• Text block:
Hey ATM - have you ever looked any sort of center of gravity measurements on the large fin-type coolers? Basically, if the COG is too high off the chip, I could easily envision more than 50 lb worth of pressure applied asymmetrically during normal shipping "bumping" for some of the larger fin coolers.
The question to me isn't so much that, but zoom out and look at the big picture...
... why was this not reported with previous generation CPUs that used the same coolers? This seems to be an issue with the substrate the CPU die is on? I mean, those coolers have been around for years.
Right. I read that.. but they also said the 50lb of force is still the same. So, in theory, it shouldn't do that.
Surely. But why didn't they bend previous gen CPUs and this did even though it was rated for the same amount of force?
50lbs of bricks is the same as 50lbs of feathers, right?
Yep, me too. I guess with the thinner substrate, it is allowing (a lot) more deviation...
... but you would like they would have found this in their testing (an underlying point of my statements) and this wouldn't/shouldn't happen...
Are all Skylake boards thinner or is this a vendor-by-vendor issue?
I ask because I have an Asrock 170 Extreme4 here waiting for a 6600K.
However I won't be mounting any cinder block coolers on it!
Not motherboards, but the actual PCB on the CPU itself.
All Skylake CPU's are thinner than Haswell, yes.
As long as you use a cooler that adheres to Intel's 50lb clamping force you'll have zero issues.

Entries drawn from a collection:
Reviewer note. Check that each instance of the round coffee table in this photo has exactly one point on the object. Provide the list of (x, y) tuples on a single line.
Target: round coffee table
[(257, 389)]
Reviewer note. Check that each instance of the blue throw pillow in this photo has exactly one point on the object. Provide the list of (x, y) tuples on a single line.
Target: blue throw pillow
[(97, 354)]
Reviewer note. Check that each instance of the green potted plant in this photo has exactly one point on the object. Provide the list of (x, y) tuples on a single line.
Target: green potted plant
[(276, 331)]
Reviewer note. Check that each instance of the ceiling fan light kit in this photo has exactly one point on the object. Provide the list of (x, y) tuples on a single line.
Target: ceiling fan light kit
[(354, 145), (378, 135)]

• Exercises:
(a) Answer these from the cooler thread:
(i) Which board is one poster holding while waiting for a 6600K?
(ii) According to the reply, which part is thinner on Skylake: the motherboards or something else?
(iii) Which earlier CPU generation are all Skylake CPUs said to be thinner than?
(b) Copy the cooler thread word for word, beginning at the words "Surely. But why" and stopping after "for a 6600K.".

• Outputs in order:
(a)
(i) An Asrock 170 Extreme4.
(ii) Not the motherboards, but the actual PCB on the CPU itself.
(iii) Haswell.

(b)
Surely. But why didn't they bend previous gen CPUs and this did even though it was rated for the same amount of force?
50lbs of bricks is the same as 50lbs of feathers, right?
Yep, me too. I guess with the thinner substrate, it is allowing (a lot) more deviation...
... but you would like they would have found this in their testing (an underlying point of my statements) and this wouldn't/shouldn't happen...
Are all Skylake boards thinner or is this a vendor-by-vendor issue?
I ask because I have an Asrock 170 Extreme4 here waiting for a 6600K.